● **Task description**:
The records follow. Count the lines holding "hockey" and give only the number.

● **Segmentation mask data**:
————
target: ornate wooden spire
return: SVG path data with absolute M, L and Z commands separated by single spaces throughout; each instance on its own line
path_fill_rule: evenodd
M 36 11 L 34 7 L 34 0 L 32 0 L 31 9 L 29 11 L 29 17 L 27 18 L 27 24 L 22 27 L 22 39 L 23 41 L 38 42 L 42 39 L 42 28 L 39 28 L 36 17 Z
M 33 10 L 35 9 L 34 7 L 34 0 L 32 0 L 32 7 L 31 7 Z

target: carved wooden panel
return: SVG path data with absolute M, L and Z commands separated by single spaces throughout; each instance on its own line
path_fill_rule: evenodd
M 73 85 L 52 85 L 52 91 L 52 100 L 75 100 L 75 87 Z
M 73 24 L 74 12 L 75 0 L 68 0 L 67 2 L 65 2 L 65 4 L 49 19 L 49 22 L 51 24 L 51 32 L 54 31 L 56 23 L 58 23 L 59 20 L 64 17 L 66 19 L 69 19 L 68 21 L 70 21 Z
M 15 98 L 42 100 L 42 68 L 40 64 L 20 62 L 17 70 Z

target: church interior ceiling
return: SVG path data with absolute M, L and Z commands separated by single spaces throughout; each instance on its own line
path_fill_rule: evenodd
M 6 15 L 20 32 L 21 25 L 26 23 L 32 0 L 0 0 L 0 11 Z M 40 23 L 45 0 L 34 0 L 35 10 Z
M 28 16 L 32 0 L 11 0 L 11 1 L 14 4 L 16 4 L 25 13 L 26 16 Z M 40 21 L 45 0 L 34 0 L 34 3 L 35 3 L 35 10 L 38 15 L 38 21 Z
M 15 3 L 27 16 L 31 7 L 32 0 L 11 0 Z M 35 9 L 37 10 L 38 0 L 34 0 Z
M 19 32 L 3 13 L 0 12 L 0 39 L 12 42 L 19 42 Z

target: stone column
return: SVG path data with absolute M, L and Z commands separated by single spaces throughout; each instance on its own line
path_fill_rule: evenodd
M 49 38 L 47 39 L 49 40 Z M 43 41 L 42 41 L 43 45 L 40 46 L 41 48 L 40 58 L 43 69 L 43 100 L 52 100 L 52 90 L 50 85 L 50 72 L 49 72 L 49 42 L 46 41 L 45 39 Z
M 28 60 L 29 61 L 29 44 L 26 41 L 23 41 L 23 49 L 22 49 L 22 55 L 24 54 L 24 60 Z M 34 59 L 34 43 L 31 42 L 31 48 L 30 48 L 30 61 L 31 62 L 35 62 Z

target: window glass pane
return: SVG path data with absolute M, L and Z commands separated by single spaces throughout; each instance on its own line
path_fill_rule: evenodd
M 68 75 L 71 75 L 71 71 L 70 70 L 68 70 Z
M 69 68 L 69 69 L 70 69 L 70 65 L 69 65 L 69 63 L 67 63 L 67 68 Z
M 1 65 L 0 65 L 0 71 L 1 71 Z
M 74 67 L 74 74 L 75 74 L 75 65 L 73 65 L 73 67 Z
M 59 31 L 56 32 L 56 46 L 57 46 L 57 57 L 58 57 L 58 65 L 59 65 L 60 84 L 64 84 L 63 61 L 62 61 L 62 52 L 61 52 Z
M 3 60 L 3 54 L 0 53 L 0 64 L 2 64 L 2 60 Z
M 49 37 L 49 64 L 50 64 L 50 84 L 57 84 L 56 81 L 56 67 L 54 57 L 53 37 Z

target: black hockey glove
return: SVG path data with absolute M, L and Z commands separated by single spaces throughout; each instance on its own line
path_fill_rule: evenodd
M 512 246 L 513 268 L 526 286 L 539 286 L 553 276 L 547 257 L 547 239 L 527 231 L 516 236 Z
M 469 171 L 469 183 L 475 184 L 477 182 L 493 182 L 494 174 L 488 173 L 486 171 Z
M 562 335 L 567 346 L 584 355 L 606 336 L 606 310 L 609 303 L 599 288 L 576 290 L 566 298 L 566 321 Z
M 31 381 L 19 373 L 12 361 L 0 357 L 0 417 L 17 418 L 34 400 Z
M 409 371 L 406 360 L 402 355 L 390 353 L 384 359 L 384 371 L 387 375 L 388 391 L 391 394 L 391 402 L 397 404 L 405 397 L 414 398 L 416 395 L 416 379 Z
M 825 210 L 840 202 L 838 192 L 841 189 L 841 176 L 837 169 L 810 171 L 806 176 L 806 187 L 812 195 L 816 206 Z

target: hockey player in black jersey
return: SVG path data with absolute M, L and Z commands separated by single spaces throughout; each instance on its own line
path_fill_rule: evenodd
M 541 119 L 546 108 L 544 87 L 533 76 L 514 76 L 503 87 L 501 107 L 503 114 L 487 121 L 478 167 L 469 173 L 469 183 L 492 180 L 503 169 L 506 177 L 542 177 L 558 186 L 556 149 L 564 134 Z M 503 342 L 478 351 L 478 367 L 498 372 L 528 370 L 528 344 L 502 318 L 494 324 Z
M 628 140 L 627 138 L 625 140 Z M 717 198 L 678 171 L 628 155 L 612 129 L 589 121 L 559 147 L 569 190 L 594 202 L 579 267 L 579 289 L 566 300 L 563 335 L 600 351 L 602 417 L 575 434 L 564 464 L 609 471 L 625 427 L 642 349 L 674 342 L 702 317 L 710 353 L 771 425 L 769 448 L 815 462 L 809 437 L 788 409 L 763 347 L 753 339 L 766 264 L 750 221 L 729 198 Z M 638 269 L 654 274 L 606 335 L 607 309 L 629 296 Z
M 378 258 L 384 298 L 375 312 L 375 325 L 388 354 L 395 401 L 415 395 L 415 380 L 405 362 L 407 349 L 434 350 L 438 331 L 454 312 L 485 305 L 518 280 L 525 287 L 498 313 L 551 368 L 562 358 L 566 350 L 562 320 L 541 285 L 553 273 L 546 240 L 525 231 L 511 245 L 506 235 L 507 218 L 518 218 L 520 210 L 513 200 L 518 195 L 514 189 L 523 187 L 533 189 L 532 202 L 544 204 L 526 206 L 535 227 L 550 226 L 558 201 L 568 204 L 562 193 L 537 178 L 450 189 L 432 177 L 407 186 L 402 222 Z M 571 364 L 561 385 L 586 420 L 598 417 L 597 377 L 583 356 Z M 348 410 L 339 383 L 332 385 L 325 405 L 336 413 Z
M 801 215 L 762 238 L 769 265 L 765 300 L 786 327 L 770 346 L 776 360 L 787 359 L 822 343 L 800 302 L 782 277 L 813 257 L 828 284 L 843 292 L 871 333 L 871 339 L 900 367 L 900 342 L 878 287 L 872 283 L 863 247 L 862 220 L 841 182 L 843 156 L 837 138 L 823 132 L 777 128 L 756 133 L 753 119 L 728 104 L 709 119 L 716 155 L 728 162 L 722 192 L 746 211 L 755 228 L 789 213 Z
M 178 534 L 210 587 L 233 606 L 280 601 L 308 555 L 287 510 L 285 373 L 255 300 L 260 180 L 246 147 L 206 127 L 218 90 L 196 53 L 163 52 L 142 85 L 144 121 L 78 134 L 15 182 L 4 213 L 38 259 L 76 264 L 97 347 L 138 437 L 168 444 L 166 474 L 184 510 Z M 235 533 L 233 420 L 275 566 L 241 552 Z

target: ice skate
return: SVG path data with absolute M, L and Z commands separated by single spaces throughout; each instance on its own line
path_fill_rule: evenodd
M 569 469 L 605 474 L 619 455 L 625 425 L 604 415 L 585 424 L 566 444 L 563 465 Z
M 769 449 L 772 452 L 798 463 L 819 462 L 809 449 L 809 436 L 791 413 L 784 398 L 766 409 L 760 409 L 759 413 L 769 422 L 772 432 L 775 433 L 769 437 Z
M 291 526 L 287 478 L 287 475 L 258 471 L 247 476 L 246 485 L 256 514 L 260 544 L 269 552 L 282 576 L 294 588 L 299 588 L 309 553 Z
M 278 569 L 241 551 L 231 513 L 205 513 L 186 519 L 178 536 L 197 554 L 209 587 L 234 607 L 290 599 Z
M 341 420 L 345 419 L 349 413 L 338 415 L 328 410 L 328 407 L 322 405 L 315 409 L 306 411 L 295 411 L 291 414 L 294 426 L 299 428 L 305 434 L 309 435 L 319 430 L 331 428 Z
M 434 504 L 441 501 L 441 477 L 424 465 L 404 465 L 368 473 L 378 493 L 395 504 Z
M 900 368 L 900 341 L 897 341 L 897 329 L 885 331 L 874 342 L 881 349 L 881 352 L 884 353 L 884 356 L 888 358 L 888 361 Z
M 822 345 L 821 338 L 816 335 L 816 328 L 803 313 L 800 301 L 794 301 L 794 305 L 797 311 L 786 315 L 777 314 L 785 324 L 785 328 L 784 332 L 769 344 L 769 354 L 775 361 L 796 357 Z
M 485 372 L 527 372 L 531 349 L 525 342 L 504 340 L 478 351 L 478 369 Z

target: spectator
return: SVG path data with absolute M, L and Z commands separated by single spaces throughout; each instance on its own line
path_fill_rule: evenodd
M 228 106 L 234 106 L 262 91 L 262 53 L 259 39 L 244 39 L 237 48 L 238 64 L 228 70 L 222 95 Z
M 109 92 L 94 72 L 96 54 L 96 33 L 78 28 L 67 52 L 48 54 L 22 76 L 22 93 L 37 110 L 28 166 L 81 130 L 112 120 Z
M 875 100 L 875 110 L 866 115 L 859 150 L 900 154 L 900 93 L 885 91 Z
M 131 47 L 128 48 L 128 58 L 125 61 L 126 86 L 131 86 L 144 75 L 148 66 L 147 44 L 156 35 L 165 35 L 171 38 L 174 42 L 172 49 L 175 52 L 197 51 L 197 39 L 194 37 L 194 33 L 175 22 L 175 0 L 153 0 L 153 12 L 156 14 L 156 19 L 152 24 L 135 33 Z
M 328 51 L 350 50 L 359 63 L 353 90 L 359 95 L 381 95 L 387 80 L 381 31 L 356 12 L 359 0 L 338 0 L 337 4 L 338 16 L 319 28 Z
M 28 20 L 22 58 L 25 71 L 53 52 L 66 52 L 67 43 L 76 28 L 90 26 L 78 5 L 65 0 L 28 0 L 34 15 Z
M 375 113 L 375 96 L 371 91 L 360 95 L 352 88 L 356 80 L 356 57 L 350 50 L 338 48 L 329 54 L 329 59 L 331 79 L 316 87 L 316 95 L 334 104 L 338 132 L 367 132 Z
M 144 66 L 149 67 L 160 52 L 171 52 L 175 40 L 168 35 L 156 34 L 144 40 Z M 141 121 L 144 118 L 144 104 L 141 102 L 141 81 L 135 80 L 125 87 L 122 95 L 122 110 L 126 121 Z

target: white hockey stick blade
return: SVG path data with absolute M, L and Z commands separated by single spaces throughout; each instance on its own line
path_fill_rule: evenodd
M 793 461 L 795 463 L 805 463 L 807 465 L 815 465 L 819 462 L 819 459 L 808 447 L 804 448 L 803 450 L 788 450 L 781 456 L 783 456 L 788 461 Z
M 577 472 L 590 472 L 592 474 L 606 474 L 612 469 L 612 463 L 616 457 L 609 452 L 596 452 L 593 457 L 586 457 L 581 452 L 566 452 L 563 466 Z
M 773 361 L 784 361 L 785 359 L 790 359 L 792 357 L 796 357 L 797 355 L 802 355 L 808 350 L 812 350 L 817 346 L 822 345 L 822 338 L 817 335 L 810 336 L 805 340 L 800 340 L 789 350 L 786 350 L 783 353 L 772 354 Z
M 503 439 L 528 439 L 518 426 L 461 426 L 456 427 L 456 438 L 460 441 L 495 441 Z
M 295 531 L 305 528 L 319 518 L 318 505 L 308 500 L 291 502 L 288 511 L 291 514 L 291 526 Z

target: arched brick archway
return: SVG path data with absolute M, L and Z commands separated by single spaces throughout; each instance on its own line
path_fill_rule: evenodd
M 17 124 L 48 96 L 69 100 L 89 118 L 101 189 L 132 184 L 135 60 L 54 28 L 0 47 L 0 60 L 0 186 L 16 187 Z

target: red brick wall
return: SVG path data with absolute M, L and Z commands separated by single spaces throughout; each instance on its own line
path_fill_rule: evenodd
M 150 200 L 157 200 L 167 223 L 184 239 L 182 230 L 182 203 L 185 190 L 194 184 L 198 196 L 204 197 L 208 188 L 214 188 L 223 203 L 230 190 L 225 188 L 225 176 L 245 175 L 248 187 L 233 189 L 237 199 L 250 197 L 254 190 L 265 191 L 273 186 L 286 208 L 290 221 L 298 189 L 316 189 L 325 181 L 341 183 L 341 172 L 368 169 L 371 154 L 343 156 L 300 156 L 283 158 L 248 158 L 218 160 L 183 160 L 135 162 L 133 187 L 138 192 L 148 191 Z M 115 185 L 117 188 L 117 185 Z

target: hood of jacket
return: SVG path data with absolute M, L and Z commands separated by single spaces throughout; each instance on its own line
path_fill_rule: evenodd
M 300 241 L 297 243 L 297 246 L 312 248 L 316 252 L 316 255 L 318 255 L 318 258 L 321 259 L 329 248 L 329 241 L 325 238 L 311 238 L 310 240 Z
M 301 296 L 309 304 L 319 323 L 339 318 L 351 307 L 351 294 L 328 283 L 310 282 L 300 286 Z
————
● **Result of the exercise**:
3